_Stored items_.
- Opening Delimiter -

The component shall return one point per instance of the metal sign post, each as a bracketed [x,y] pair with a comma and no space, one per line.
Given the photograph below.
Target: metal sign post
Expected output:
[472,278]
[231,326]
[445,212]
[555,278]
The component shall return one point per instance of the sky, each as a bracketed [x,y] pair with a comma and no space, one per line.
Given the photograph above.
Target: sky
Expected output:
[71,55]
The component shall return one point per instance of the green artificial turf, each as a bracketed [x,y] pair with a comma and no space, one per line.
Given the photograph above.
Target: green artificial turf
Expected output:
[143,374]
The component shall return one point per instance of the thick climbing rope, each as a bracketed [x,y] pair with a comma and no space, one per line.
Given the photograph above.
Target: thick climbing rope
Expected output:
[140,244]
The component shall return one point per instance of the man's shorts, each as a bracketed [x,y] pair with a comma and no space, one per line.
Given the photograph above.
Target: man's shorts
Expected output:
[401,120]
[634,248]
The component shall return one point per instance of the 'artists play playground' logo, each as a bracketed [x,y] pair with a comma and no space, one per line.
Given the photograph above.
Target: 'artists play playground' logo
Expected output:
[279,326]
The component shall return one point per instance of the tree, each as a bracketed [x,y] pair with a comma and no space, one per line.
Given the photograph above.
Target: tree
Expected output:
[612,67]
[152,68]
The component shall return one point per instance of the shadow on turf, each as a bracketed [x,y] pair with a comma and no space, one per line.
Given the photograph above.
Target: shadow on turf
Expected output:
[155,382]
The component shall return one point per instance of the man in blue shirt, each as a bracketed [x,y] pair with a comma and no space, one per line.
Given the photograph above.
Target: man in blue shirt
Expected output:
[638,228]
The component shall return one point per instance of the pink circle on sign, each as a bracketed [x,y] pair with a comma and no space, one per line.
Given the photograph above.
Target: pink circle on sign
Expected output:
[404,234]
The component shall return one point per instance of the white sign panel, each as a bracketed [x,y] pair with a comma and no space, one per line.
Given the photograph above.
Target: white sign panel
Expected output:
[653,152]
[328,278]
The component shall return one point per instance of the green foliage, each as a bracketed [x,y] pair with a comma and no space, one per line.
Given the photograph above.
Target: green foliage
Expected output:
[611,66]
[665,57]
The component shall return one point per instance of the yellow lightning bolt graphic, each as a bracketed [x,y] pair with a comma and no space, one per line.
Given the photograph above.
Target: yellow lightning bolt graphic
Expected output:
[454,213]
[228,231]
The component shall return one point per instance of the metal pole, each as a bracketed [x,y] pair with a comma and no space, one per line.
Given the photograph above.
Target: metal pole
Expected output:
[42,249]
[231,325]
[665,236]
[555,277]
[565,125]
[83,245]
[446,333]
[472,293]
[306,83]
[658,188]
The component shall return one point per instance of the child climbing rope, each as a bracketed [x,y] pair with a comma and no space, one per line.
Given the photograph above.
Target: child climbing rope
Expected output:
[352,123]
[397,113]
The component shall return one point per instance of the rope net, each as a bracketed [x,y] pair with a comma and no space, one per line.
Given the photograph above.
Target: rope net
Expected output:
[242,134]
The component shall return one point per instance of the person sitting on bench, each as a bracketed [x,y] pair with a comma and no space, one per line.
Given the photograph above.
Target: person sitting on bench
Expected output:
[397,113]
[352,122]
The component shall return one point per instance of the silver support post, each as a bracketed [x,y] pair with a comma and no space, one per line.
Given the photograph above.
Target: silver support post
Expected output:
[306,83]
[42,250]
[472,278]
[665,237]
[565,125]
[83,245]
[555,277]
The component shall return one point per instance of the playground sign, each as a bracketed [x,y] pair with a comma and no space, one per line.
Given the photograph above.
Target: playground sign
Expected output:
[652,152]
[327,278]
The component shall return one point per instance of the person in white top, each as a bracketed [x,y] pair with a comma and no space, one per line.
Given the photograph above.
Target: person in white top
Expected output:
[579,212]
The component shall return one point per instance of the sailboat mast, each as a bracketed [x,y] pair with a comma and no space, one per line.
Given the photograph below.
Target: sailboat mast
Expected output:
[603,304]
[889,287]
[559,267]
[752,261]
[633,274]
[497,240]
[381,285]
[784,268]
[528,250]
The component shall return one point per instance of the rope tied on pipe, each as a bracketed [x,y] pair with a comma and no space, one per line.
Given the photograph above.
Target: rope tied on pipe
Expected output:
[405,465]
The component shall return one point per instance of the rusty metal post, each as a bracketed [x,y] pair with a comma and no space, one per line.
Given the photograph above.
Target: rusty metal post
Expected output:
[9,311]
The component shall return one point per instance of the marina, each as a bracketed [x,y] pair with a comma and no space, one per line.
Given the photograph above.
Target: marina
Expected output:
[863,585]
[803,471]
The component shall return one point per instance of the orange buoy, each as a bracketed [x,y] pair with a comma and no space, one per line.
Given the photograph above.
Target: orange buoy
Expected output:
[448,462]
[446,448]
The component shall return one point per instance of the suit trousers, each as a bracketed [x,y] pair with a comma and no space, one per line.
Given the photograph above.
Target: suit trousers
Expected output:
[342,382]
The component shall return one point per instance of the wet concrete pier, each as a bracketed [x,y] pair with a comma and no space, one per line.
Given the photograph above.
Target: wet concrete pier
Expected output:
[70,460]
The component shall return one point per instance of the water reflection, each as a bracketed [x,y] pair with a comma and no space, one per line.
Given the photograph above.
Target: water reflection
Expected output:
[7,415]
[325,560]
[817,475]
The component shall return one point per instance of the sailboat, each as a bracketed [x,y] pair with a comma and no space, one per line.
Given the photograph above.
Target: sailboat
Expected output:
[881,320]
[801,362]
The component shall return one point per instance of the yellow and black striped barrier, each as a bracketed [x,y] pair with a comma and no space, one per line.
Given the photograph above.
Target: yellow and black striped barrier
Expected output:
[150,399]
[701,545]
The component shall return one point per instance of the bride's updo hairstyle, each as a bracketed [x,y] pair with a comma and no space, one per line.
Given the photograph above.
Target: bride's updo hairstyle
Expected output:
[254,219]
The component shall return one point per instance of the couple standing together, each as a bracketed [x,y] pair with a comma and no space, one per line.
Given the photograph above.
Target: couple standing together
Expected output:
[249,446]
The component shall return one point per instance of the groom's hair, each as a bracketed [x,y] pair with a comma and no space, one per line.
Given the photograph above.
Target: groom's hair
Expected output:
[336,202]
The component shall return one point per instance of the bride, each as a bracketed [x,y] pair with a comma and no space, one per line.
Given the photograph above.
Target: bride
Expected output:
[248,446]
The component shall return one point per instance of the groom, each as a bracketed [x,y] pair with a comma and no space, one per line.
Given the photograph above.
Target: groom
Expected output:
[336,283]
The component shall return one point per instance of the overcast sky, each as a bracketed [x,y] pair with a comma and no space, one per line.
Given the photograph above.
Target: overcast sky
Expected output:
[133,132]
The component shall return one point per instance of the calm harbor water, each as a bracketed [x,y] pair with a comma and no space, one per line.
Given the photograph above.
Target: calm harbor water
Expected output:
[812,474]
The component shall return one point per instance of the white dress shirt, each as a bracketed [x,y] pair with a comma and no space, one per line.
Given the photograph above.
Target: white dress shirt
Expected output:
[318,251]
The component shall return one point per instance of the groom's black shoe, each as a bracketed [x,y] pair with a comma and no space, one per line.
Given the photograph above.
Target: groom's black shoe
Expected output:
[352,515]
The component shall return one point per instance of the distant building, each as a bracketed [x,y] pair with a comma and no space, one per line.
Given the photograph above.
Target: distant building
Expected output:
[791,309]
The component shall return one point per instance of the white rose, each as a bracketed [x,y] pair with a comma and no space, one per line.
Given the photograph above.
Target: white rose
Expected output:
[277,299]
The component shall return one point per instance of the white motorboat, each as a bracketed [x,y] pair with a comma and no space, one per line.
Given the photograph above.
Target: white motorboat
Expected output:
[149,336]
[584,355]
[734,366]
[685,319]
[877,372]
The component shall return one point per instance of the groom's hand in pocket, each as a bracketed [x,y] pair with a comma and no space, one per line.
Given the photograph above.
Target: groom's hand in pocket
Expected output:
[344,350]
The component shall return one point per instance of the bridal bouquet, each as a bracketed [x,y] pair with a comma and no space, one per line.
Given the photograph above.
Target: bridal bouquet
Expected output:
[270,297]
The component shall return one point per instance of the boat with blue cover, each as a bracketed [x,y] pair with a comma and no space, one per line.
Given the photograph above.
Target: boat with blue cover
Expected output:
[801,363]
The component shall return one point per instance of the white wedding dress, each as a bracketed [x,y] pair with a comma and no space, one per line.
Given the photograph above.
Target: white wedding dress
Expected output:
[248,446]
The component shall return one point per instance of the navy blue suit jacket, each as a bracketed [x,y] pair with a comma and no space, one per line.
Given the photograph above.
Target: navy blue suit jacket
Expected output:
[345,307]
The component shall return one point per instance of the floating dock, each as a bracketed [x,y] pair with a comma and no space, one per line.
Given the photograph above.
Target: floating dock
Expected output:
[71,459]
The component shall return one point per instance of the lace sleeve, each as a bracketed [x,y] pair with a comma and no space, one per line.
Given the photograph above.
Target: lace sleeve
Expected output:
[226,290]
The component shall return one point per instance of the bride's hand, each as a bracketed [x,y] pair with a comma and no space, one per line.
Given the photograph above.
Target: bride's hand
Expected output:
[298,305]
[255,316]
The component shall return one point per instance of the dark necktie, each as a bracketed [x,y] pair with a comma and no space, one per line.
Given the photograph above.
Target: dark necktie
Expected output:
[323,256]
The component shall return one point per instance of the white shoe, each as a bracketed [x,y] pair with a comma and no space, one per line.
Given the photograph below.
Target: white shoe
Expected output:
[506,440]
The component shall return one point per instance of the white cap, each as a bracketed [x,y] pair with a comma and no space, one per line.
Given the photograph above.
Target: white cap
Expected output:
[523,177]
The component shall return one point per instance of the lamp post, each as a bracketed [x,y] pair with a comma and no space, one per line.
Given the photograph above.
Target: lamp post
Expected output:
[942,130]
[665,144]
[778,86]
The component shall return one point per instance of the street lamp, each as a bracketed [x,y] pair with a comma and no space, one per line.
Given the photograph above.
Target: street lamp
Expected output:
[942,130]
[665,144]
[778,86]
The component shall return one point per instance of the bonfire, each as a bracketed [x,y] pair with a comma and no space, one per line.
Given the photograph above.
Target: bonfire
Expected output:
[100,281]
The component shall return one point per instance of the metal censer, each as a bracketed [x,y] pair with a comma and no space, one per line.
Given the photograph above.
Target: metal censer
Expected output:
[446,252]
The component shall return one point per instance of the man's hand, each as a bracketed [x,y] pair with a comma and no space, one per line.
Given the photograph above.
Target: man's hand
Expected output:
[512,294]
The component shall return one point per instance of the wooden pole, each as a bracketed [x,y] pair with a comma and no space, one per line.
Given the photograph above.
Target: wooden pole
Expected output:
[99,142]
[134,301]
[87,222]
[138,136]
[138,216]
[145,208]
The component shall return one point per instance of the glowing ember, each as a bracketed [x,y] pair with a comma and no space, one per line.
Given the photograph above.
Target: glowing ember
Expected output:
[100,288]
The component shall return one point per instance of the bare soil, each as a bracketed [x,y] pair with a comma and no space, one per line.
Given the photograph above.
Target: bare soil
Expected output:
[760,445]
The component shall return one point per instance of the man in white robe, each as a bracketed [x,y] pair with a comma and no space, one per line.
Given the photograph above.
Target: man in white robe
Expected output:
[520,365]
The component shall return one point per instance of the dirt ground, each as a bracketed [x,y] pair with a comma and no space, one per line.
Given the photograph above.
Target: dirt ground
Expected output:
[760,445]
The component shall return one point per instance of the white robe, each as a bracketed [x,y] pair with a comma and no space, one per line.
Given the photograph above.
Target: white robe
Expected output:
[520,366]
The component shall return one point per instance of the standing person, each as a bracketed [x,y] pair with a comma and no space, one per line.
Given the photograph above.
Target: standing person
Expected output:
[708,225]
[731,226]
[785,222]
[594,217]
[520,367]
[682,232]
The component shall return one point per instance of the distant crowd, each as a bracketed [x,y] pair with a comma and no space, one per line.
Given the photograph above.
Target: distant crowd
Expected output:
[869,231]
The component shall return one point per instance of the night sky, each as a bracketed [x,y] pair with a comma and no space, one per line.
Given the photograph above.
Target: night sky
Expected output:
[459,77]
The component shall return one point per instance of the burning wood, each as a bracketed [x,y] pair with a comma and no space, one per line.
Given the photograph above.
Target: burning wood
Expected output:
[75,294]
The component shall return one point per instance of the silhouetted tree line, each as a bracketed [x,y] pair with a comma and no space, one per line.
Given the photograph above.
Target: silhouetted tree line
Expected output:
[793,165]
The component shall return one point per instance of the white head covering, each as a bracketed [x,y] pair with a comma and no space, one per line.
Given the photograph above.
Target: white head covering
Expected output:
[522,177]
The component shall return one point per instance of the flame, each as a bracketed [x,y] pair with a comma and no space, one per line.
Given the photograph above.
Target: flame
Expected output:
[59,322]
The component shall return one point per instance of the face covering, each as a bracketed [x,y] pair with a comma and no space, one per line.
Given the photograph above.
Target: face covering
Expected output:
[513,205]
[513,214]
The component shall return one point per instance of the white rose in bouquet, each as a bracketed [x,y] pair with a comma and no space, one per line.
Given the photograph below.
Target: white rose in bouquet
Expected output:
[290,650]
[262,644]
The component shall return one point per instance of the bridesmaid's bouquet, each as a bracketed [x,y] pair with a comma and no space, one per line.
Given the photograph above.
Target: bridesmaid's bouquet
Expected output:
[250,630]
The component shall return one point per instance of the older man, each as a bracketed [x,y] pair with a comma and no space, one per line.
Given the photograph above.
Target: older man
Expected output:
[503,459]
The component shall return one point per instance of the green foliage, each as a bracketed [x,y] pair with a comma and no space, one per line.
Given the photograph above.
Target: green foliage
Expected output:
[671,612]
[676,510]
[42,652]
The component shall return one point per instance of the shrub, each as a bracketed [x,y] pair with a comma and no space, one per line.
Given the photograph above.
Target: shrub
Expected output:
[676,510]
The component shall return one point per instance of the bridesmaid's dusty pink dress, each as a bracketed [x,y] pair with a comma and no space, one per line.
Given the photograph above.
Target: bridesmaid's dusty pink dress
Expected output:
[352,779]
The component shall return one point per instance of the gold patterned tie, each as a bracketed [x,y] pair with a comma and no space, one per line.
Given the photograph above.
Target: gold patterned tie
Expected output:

- Closing Delimiter -

_Required work_.
Go through the entries above and copy every line containing "lightning".

_Exercise result_.
The component shall return one point per instance of the yellow lightning bolt graphic, each as a bracketed [x,y] pair with a comma and no space, one per line.
Target: yellow lightning bolt graphic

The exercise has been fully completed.